--- START OF ARTICLE ---

# Do I need a "real" DC system?



## Dado Mortise (Dec 29, 2012)

My shop is only 12x20 with part of that taken up with boxes of Christmas decorations...:thumbdown: I have a R4512 table saw, a Ridgid 12" miter saw, router table, a 6" belt sander, and a MASSIVE Craftsman 10" bandsaw. Right now I am using a Ridgid 6hp, 14 gallon shop vac for my DC needs. The table saw has a plate that goes underneath for DC using a 4" hose. I don't have it installed, so dust is everywhere. I obviously don't have room for a large DC system, but would _*THIS*_ work for me? Do I really need it? Or is the shop vac enough. I DO plan on one day getting a planer and jointer (no idea where I would put them...)

Thanks,
Troy


----------



## woodnthings (Jan 24, 2009)

Dado Mortise said:


> My shop is only 12x20 with part of that taken up with boxes of Christmas decorations...:thumbdown: I have a R4512 table saw, a Ridgid 12" miter saw, router table, a 6" belt sander, and a MASSIVE Craftsman 10" bandsaw. Right now I am using a Ridgid 6hp, 14 gallon shop vac for my DC needs. The table saw has a plate that goes underneath for DC using a 4" hose. I don't have it installed, so dust is everywhere. I obviously don't have room for a large DC system, but would :blink::blink::blink::blink:
> work for me? Do I really need it? Or is the shop vac enough. I DO plan on one day getting a planer and jointer (no idea where I would put them...)

--- END OF ARTICLE ---

§ EXERCISE REQUIREMENTS:
Please transcribe the dust collection thread from "## Dado Mortise" to "(Jan 24, 2009)".

--- START OF RECORDED DATA ---

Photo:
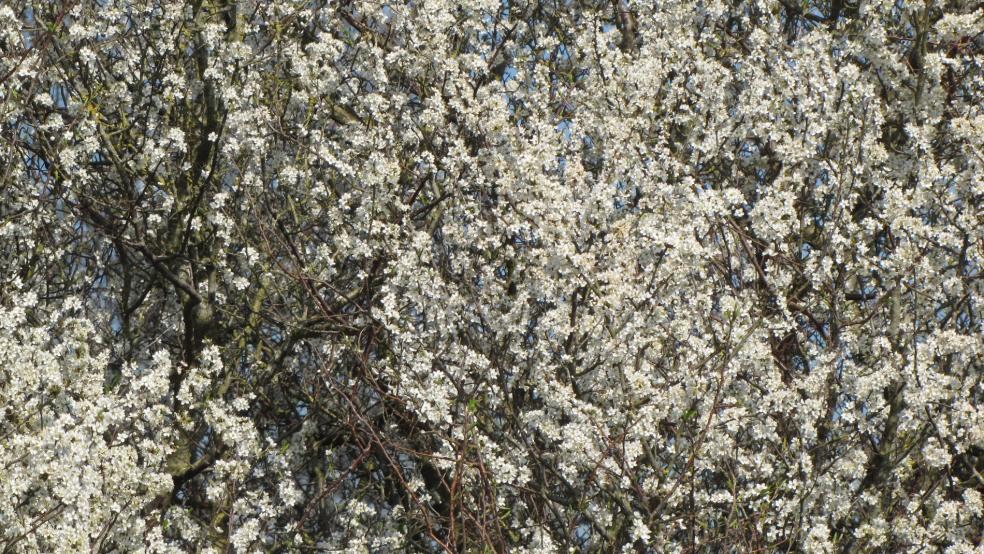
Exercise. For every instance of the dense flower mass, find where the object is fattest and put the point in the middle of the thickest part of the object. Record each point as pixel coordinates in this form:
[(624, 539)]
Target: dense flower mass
[(491, 276)]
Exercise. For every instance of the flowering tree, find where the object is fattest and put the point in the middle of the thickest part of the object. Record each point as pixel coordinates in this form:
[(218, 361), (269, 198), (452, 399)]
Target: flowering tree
[(491, 276)]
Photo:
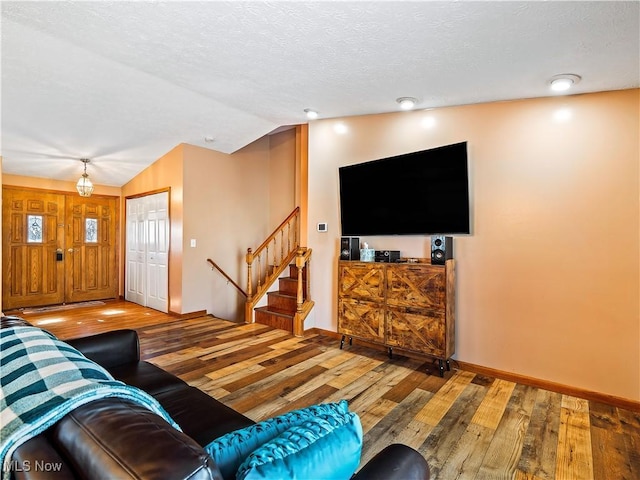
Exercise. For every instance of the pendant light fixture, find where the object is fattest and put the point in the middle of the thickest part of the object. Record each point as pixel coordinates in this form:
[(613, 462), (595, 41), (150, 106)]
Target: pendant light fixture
[(84, 185)]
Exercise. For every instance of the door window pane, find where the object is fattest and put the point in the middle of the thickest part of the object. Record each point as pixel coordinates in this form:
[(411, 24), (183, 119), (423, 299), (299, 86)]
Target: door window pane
[(34, 227), (91, 230)]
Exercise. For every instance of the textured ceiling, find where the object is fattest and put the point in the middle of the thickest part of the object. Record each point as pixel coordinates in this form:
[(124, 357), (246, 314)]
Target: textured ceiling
[(124, 82)]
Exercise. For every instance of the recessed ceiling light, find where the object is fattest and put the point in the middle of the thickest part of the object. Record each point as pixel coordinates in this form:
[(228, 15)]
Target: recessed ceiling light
[(311, 114), (406, 103), (563, 82)]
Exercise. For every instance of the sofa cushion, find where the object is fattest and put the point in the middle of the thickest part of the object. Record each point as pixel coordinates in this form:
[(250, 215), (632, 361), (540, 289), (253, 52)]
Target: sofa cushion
[(115, 438), (199, 415), (230, 450), (320, 448), (147, 377)]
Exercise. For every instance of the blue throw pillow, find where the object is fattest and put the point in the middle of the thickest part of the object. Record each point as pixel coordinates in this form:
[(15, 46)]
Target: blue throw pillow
[(318, 449), (230, 450)]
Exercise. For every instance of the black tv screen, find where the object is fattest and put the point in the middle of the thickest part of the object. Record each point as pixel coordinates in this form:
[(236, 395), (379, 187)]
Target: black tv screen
[(419, 193)]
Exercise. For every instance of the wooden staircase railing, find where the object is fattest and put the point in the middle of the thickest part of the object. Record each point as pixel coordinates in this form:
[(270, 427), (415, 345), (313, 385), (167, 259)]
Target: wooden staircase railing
[(268, 261), (214, 265), (303, 298)]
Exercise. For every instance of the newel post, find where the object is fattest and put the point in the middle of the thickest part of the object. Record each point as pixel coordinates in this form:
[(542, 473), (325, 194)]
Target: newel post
[(298, 329), (248, 309)]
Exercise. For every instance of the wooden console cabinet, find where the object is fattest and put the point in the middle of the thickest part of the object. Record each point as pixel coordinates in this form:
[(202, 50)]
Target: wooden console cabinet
[(409, 306)]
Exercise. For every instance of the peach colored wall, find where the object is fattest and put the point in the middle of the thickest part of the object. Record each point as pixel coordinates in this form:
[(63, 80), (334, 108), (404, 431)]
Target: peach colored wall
[(167, 171), (548, 281), (51, 184), (282, 155), (225, 212)]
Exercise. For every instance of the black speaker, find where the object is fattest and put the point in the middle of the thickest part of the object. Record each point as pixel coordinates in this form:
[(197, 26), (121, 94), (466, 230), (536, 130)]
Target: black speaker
[(350, 248), (441, 249)]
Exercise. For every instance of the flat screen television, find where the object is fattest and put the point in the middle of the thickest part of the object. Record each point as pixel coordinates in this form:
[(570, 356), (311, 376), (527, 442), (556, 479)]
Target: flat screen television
[(419, 193)]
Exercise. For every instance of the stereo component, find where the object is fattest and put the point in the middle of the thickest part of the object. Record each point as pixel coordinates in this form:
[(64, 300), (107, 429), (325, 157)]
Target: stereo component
[(387, 256), (350, 248), (441, 249)]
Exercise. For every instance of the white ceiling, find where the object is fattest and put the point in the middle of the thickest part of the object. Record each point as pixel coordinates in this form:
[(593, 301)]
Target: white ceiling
[(122, 83)]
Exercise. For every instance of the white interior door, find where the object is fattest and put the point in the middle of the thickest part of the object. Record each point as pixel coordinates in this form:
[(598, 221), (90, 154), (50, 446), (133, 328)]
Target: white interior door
[(147, 252), (157, 224)]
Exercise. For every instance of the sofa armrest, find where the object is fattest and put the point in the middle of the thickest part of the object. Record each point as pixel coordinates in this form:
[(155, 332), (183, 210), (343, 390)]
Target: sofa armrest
[(109, 349), (396, 461), (114, 438)]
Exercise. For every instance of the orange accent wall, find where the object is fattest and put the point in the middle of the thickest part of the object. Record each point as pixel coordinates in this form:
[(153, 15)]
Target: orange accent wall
[(548, 282)]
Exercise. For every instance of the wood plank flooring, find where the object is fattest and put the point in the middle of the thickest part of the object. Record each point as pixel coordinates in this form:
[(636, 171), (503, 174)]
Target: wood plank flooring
[(467, 426)]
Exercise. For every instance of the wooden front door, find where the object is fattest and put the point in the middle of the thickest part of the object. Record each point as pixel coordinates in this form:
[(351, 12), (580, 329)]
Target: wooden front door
[(91, 271), (51, 253)]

--- END OF RECORDED DATA ---

§ ANSWER BELOW:
## Dado Mortise (Dec 29, 2012)

My shop is only 12x20 with part of that taken up with boxes of Christmas decorations...:thumbdown: I have a R4512 table saw, a Ridgid 12" miter saw, router table, a 6" belt sander, and a MASSIVE Craftsman 10" bandsaw. Right now I am using a Ridgid 6hp, 14 gallon shop vac for my DC needs. The table saw has a plate that goes underneath for DC using a 4" hose. I don't have it installed, so dust is everywhere. I obviously don't have room for a large DC system, but would _*THIS*_ work for me? Do I really need it? Or is the shop vac enough. I DO plan on one day getting a planer and jointer (no idea where I would put them...)

Thanks,
Troy


----------



## woodnthings (Jan 24, 2009)